▶ **What the task requires**:
Set down each entry from the block beneath, exactly as written.
-------- Data listing --------
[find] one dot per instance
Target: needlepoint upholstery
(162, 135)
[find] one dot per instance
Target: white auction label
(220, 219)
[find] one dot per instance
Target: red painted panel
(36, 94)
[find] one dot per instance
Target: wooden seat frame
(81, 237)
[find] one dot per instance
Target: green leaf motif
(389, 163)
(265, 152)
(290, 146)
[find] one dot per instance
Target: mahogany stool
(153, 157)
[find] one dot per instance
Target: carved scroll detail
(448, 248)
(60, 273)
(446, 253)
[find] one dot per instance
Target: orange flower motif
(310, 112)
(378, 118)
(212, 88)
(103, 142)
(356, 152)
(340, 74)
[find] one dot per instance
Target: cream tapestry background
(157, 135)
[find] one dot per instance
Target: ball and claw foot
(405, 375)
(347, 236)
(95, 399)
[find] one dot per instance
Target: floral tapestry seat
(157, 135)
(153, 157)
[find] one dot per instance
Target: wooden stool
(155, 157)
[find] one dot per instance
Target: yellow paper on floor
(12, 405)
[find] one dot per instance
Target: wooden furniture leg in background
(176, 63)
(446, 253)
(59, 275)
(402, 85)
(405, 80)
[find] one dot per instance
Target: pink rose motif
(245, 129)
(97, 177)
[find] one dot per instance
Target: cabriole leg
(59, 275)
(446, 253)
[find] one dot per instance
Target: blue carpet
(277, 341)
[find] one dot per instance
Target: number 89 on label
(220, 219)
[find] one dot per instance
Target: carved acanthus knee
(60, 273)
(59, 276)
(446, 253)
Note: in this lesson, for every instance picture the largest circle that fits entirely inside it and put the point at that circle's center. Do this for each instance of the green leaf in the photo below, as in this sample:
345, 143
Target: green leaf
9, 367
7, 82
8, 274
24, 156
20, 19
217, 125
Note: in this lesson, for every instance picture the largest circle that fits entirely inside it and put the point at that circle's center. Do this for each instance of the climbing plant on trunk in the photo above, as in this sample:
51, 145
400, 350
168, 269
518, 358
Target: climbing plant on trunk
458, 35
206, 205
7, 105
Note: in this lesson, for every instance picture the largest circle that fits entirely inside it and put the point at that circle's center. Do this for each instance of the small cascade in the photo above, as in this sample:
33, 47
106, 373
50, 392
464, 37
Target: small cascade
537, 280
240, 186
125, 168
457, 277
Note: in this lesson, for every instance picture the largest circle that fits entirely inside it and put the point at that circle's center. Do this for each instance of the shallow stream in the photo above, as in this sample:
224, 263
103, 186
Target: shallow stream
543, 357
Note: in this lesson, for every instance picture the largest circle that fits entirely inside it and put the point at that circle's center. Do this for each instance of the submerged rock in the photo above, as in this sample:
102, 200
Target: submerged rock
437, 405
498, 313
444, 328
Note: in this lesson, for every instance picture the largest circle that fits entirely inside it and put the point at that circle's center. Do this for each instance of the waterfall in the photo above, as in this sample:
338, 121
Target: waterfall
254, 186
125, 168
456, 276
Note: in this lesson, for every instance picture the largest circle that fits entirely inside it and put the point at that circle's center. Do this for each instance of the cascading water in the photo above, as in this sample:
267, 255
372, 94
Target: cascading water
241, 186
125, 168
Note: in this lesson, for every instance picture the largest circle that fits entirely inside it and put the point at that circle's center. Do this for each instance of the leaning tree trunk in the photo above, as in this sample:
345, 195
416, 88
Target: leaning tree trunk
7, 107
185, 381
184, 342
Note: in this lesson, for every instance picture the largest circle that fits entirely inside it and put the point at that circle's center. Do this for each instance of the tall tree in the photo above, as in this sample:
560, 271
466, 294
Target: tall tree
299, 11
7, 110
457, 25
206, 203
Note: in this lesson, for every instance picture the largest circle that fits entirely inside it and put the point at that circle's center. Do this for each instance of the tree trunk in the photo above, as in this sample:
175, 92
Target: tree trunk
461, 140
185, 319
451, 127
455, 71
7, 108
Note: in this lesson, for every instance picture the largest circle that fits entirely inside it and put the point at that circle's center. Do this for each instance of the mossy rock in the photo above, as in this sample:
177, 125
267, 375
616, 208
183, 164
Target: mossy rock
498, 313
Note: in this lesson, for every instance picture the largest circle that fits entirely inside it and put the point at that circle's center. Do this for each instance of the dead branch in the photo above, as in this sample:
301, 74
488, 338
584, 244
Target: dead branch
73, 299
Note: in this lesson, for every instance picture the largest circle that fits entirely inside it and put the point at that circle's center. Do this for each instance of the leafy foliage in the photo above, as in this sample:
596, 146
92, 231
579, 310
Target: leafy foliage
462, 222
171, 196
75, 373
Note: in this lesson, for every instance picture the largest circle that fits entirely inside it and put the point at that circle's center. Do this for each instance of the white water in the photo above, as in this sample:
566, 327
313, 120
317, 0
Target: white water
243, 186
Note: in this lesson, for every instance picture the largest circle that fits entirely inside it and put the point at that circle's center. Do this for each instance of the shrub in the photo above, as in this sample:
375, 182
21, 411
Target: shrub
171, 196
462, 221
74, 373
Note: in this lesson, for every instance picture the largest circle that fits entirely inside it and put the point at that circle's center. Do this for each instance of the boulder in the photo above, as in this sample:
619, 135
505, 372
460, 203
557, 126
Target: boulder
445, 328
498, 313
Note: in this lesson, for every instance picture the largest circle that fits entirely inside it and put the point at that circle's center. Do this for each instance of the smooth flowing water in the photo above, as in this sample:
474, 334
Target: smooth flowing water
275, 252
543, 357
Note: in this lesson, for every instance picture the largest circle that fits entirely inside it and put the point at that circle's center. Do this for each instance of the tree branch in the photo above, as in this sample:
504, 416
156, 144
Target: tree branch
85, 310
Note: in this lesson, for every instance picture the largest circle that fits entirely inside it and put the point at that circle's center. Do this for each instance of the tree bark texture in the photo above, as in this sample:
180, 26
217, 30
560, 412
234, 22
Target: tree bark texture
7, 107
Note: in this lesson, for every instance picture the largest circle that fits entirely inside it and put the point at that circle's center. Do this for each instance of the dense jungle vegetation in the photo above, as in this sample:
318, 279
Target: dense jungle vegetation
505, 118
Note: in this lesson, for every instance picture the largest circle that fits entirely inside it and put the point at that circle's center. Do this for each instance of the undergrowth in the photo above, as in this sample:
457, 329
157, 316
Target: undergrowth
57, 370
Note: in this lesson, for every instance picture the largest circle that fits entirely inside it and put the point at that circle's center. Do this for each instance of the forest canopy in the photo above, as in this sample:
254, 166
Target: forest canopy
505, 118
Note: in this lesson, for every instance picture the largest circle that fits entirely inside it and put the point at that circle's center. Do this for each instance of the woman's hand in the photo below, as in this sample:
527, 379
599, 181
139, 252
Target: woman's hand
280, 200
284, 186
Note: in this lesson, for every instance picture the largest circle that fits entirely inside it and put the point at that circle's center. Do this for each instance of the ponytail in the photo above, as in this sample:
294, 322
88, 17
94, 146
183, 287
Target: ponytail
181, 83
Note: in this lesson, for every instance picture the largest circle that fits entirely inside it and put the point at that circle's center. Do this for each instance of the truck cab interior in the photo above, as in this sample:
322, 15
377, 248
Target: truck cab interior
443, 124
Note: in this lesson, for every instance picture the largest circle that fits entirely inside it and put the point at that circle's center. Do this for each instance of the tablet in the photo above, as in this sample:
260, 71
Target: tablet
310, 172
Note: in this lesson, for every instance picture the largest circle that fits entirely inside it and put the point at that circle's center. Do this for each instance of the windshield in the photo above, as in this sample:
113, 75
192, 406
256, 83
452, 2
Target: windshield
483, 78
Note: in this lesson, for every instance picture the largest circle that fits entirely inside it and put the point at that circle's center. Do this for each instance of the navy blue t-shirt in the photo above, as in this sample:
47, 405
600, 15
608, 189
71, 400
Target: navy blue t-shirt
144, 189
--------
▶ **Complete response**:
[find] one dot per instance
Target: needlepoint upholstery
(162, 135)
[find] one dot per instance
Target: white auction label
(220, 219)
[find] one dot per instance
Target: red painted panel
(36, 94)
[find] one dot per instance
Target: wooden seat frame
(81, 237)
[find] one dot per instance
Target: green leaf motif
(389, 163)
(265, 152)
(290, 146)
[find] one dot per instance
Target: mahogany stool
(153, 157)
[find] one dot per instance
Target: carved scroll detail
(448, 248)
(60, 273)
(446, 253)
[find] one dot per instance
Target: orange flower motif
(310, 112)
(378, 118)
(212, 88)
(103, 142)
(356, 152)
(340, 74)
[find] one dot per instance
Target: cream tapestry background
(157, 135)
[find] one dot per instance
Target: ball and claw foot
(405, 375)
(347, 236)
(95, 399)
[find] one dot per instance
Target: floral tapestry seat
(157, 135)
(153, 157)
[find] one dot per instance
Target: wooden stool
(155, 157)
[find] one dot per instance
Target: yellow paper on floor
(12, 405)
[find] one dot per instance
Target: wooden furniture leg in background
(176, 63)
(446, 253)
(59, 275)
(402, 85)
(405, 80)
[find] one dot per instance
Target: pink rose motif
(245, 129)
(97, 177)
[find] one dot per instance
Target: cabriole leg
(59, 275)
(446, 253)
[find] one dot per instance
Target: blue carpet
(277, 341)
[find] one dot per instance
Target: number 89 on label
(220, 219)
[find] one dot per instance
Target: carved acanthus knee
(60, 273)
(59, 276)
(446, 253)
Note: in this lesson, for every instance picture the largest circle that fits entirely inside it and put the point at that circle's center. Do this for each instance of the green leaf in the photo below, as in this sample:
345, 143
Target: green leaf
9, 367
7, 82
8, 274
24, 156
20, 19
217, 125
Note: in this lesson, for every instance picture the largest circle that fits entirely inside it and put the point at that circle's center. Do this for each instance of the climbing plant on trunk in the photo above, as in this sample:
51, 145
400, 350
168, 269
518, 358
Target: climbing plant on trunk
458, 35
206, 205
7, 105
Note: in this lesson, for every instance picture the largest circle that fits entirely inside it and put the point at that circle's center. Do this for each instance of the small cascade in the photo above, as in this sample:
33, 47
106, 373
50, 392
464, 37
Target: small cascade
537, 280
240, 186
125, 168
457, 277
Note: in this lesson, for every instance picture the largest circle that fits entirely inside it and put the point at that circle's center. Do this for each instance of the shallow stream in the photo above, as in this sample:
224, 263
103, 186
Target: shallow stream
543, 357
Note: in this lesson, for every instance picture the largest circle that fits entirely inside it and put the point at that circle's center. Do this for each instance of the submerged rock in the photo above, as in this sample:
102, 200
Target: submerged rock
437, 405
498, 313
444, 328
Note: in this lesson, for every instance picture the largest circle that fits entirely inside it and put the point at that circle's center. Do this for each instance of the waterfall in the photo above, as in this sample:
338, 121
Target: waterfall
254, 186
125, 168
456, 276
Note: in this lesson, for every instance picture the largest circle that fits entirely inside it and put the point at that circle's center. Do this for each instance of the cascading water in the photo above, as in this sample:
267, 255
372, 94
Target: cascading water
241, 186
125, 168
Note: in this lesson, for every instance picture the largest circle that fits entirely inside it and put the point at that circle's center. Do this for each instance of the leaning tree trunk in the photo above, as in this sample:
345, 195
416, 88
Target: leaning tree trunk
7, 107
185, 381
184, 342
Note: in this lesson, for every instance picture the largest circle that fits entirely inside it and put the point at that circle's center. Do this for each instance of the tall tree in the photo above, as in this sample:
560, 271
466, 294
Target: tall tree
299, 11
7, 110
457, 25
206, 203
Note: in this lesson, for every instance picture the largest circle that fits entirely inside it and put the point at that circle's center. Do this for each instance of the tree trunk in the photo above, as in this sample:
175, 92
Target: tree trunk
461, 140
185, 319
451, 127
455, 71
7, 108
Note: in this lesson, for every instance picture the largest circle that fits entirely inside it and put the point at that circle's center. Do this for each instance of the mossy rock in the photo above, as in this sample:
177, 125
267, 375
616, 208
183, 164
Target: mossy rock
498, 313
Note: in this lesson, for every instance picture the largest circle that fits entirely inside it and put the point at that circle's center. Do this for each instance of the dead branch in the photo above, as in this sample:
301, 74
488, 338
584, 244
Target: dead branch
73, 299
Note: in this lesson, for every instance picture the largest circle that fits entirely inside it and put the point at that circle's center. Do this for each instance of the leafy foliage in the photo above, as in this sample:
596, 146
92, 231
579, 310
Target: leafy foliage
462, 222
171, 196
75, 373
Note: in this lesson, for every instance picture the largest circle that fits entirely inside it and put the point at that circle's center. Do this for each instance of the white water in the photo above, as in this sample:
566, 327
313, 120
317, 0
Target: white water
243, 186
Note: in this lesson, for every instance picture the largest circle that fits entirely inside it and put the point at that circle's center. Do this for each instance of the shrub in the photo above, as in this sample:
375, 182
21, 411
Target: shrub
171, 196
462, 221
74, 373
Note: in this lesson, for every instance picture the largest circle that fits entirely inside it and put the point at that circle's center. Do this for each instance of the boulder in the photo above, as in this sample:
619, 135
505, 372
460, 203
557, 126
Target: boulder
445, 328
498, 313
Note: in this lesson, for every instance picture the largest circle that fits entirely inside it and put the point at that circle's center. Do this for each instance of the smooth flowing water in the photo above, as in this sample:
474, 334
Target: smooth flowing water
275, 252
543, 357
Note: in this lesson, for every instance picture the largest circle that fits entirely inside it and put the point at that circle's center. Do this for each instance of the tree branch in the photo above, as in this sample:
504, 416
156, 144
Target: tree branch
85, 310
Note: in this lesson, for every instance picture the largest circle that fits entirely inside it and put the point at that circle's center. Do this for each instance of the tree bark texture in the photo above, as in this sample:
180, 26
217, 30
560, 412
234, 22
Target: tree bark texture
7, 107
Note: in this lesson, for every instance picture the largest circle that fits entirely inside it and put the point at that circle's center. Do this for each instance of the dense jungle vegetation in the photo above, as in this sample:
318, 279
Target: dense jungle vegetation
505, 118
Note: in this lesson, for every instance picture the largest circle that fits entirely inside it and put the point at that circle's center. Do this for each instance of the undergrowth in the photo above, as in this sample:
457, 329
157, 316
Target: undergrowth
57, 370
Note: in this lesson, for every instance picture the largest circle that fits entirely inside it and put the point at that circle's center. Do this for each instance of the forest canopy in the photo above, as in this sample:
254, 166
Target: forest canopy
505, 118
Note: in this lesson, for every instance picture the largest circle that fits entirely inside it and put the point at that circle's center. Do this for each instance of the woman's hand in the photo below, as in this sample:
527, 379
599, 181
139, 252
Target: woman's hand
280, 200
284, 186
Note: in this lesson, for every instance picture the largest circle that fits entirely inside it and put the point at that circle's center. Do this for each instance of the ponytail in the photo above, as in this sample:
294, 322
88, 17
94, 146
183, 287
Target: ponytail
181, 83
Note: in this lesson, for every instance picture the largest circle that fits entirely inside it and put the point at that circle's center. Do this for each instance of the truck cab interior in the photo above, as in this sample:
322, 15
377, 248
Target: truck cab interior
443, 124
Note: in this lesson, for every instance picture the largest circle that fits entirely inside it and put the point at that circle's center. Do this for each instance of the tablet in the photo above, as in this sample:
260, 71
Target: tablet
310, 172
Note: in this lesson, for every instance picture the largest circle that fits entirely inside it and put the point at that circle's center. Do this for each instance of the windshield in the photo above, as in this sample:
113, 75
192, 406
256, 83
452, 2
Target: windshield
483, 78
Note: in this lesson, for every instance picture the largest circle that fits entirely inside it and put the point at that circle's center. Do this for each instance of the navy blue t-shirt in the photo above, as in this sample:
47, 405
600, 15
608, 189
71, 400
Target: navy blue t-shirt
144, 189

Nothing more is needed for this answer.